━━━ Extracted data ━━━

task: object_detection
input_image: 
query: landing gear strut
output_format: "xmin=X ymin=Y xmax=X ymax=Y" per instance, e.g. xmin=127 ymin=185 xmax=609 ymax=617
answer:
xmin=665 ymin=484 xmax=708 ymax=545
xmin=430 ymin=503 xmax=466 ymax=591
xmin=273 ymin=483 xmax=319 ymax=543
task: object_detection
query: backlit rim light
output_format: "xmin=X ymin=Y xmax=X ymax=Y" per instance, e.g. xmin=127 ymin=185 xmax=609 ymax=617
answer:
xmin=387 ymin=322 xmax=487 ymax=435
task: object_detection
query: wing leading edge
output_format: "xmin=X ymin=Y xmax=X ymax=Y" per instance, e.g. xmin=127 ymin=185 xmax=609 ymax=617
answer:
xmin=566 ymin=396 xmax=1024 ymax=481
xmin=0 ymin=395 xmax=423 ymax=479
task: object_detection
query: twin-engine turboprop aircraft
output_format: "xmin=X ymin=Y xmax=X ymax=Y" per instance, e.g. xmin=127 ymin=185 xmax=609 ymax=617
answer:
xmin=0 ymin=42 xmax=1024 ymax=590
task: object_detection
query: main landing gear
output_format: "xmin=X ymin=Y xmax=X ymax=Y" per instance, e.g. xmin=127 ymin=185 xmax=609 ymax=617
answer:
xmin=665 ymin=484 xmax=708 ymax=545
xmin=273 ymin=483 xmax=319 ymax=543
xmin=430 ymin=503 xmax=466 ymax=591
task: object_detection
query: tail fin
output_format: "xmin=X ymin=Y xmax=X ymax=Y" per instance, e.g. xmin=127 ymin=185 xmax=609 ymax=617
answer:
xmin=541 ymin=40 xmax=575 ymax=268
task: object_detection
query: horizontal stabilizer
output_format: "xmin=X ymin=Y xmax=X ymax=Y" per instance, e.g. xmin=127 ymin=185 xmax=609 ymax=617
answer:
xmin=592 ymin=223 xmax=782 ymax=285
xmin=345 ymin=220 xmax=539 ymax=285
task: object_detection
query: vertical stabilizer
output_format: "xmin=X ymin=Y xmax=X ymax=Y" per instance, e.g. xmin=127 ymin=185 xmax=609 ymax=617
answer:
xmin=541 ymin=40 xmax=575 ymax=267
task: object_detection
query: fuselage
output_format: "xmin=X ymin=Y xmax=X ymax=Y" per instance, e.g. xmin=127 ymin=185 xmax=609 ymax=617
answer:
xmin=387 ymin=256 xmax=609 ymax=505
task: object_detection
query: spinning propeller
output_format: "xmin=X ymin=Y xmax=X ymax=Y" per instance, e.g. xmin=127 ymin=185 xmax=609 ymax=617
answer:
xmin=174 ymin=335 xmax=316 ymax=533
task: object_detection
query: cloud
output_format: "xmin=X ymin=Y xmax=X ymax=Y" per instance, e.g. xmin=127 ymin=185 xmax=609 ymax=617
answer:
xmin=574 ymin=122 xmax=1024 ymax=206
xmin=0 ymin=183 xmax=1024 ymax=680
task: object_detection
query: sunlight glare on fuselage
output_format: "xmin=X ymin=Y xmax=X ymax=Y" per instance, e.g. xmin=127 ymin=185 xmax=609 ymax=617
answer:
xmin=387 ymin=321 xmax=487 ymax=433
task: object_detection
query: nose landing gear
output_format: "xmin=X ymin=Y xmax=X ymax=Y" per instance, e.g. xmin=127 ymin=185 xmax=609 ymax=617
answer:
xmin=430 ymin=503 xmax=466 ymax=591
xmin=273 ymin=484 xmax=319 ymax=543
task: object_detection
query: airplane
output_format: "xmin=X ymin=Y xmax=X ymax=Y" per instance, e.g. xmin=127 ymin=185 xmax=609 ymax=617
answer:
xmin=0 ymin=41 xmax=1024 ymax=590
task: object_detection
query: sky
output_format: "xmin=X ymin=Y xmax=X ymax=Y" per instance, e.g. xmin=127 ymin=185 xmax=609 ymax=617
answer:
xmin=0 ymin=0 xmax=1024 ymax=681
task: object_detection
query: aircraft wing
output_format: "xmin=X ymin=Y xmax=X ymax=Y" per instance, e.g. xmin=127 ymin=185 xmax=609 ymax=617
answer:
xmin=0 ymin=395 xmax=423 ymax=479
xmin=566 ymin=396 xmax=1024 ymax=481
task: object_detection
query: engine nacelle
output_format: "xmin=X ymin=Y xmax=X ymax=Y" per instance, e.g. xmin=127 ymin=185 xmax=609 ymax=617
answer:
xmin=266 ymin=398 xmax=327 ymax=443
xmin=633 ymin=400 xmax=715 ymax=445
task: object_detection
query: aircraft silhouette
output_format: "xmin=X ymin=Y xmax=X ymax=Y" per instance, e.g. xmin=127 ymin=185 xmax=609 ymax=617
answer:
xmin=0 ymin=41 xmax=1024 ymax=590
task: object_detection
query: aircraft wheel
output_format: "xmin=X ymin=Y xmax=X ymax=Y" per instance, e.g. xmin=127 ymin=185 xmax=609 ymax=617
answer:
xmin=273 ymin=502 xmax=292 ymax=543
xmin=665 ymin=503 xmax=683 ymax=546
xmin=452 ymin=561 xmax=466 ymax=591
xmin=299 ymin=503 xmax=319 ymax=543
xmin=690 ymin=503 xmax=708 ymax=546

━━━

Give all the entries again exactly; leave none out.

task: object_detection
input_image: 
query: landing gear strut
output_format: "xmin=X ymin=Y xmax=X ymax=Y" per instance, e.g. xmin=127 ymin=185 xmax=609 ymax=617
answer:
xmin=665 ymin=484 xmax=708 ymax=545
xmin=430 ymin=503 xmax=466 ymax=591
xmin=273 ymin=483 xmax=319 ymax=543
task: object_detection
query: backlit rim light
output_format: "xmin=X ymin=Y xmax=X ymax=Y" per instance, e.g. xmin=127 ymin=185 xmax=609 ymax=617
answer:
xmin=387 ymin=322 xmax=487 ymax=435
task: object_detection
query: wing leading edge
output_format: "xmin=X ymin=Y xmax=X ymax=Y" per instance, e.g. xmin=127 ymin=185 xmax=609 ymax=617
answer:
xmin=566 ymin=396 xmax=1024 ymax=481
xmin=0 ymin=395 xmax=423 ymax=479
task: object_detection
query: twin-engine turboprop aircraft
output_format: "xmin=X ymin=Y xmax=X ymax=Y" per instance, e.g. xmin=127 ymin=185 xmax=609 ymax=617
answer:
xmin=0 ymin=42 xmax=1024 ymax=590
task: object_detection
query: main landing gear
output_format: "xmin=X ymin=Y xmax=X ymax=Y" per instance, e.g. xmin=127 ymin=185 xmax=609 ymax=617
answer:
xmin=665 ymin=484 xmax=708 ymax=545
xmin=273 ymin=483 xmax=319 ymax=543
xmin=430 ymin=503 xmax=466 ymax=591
task: object_detection
query: tail fin
output_format: "xmin=X ymin=Y xmax=X ymax=Y" per instance, e.g. xmin=127 ymin=185 xmax=609 ymax=617
answer:
xmin=541 ymin=40 xmax=575 ymax=268
task: object_detection
query: horizontal stabilizer
output_format: "xmin=X ymin=Y xmax=X ymax=Y" per instance, e.g. xmin=127 ymin=185 xmax=609 ymax=617
answer:
xmin=592 ymin=223 xmax=782 ymax=285
xmin=345 ymin=220 xmax=539 ymax=285
task: object_detection
query: vertical stabilizer
output_format: "xmin=X ymin=Y xmax=X ymax=Y" per instance, e.g. xmin=127 ymin=185 xmax=609 ymax=617
answer:
xmin=541 ymin=40 xmax=575 ymax=267
task: object_detection
query: fuselage
output_format: "xmin=X ymin=Y xmax=X ymax=Y" per instance, e.g. xmin=127 ymin=185 xmax=609 ymax=617
answer:
xmin=387 ymin=256 xmax=609 ymax=505
task: object_detection
query: spinning propeller
output_format: "xmin=X ymin=Y xmax=X ymax=Y" per instance, e.g. xmin=127 ymin=185 xmax=609 ymax=617
answer:
xmin=174 ymin=335 xmax=316 ymax=533
task: object_detection
query: cloud
output_format: "xmin=X ymin=Y xmax=X ymax=Y" per instance, e.g. xmin=127 ymin=185 xmax=609 ymax=617
answer:
xmin=574 ymin=122 xmax=1024 ymax=206
xmin=0 ymin=183 xmax=1024 ymax=680
task: object_detection
query: sunlight glare on fuselage
output_format: "xmin=X ymin=Y xmax=X ymax=Y" per instance, e.g. xmin=127 ymin=185 xmax=609 ymax=617
answer:
xmin=387 ymin=321 xmax=487 ymax=433
task: object_detection
query: nose landing gear
output_format: "xmin=X ymin=Y xmax=X ymax=Y" per instance, e.g. xmin=127 ymin=185 xmax=609 ymax=617
answer:
xmin=430 ymin=503 xmax=466 ymax=591
xmin=273 ymin=484 xmax=319 ymax=543
task: object_detection
query: airplane
output_format: "xmin=X ymin=Y xmax=X ymax=Y" per instance, e.g. xmin=127 ymin=185 xmax=609 ymax=617
answer:
xmin=0 ymin=41 xmax=1024 ymax=590
task: object_detection
query: sky
output_format: "xmin=X ymin=Y xmax=X ymax=Y" per instance, e.g. xmin=127 ymin=185 xmax=609 ymax=617
answer:
xmin=0 ymin=0 xmax=1024 ymax=681
task: object_detection
query: aircraft wing
output_format: "xmin=X ymin=Y xmax=X ymax=Y" per instance, e.g. xmin=127 ymin=185 xmax=609 ymax=617
answer:
xmin=0 ymin=395 xmax=423 ymax=479
xmin=566 ymin=396 xmax=1024 ymax=481
task: object_detection
query: engine nacelle
output_format: "xmin=X ymin=Y xmax=X ymax=Y" per instance, e.g. xmin=127 ymin=185 xmax=609 ymax=617
answer:
xmin=266 ymin=398 xmax=327 ymax=443
xmin=633 ymin=400 xmax=715 ymax=445
task: object_detection
query: aircraft silhouette
output_format: "xmin=X ymin=Y xmax=X ymax=Y" per instance, e.g. xmin=127 ymin=185 xmax=609 ymax=617
answer:
xmin=0 ymin=41 xmax=1024 ymax=590
task: object_detection
query: aircraft wheel
output_format: "xmin=X ymin=Y xmax=X ymax=Y" per instance, e.g. xmin=127 ymin=185 xmax=609 ymax=617
answer:
xmin=273 ymin=502 xmax=292 ymax=543
xmin=665 ymin=503 xmax=683 ymax=546
xmin=452 ymin=561 xmax=466 ymax=591
xmin=299 ymin=503 xmax=319 ymax=543
xmin=690 ymin=503 xmax=708 ymax=546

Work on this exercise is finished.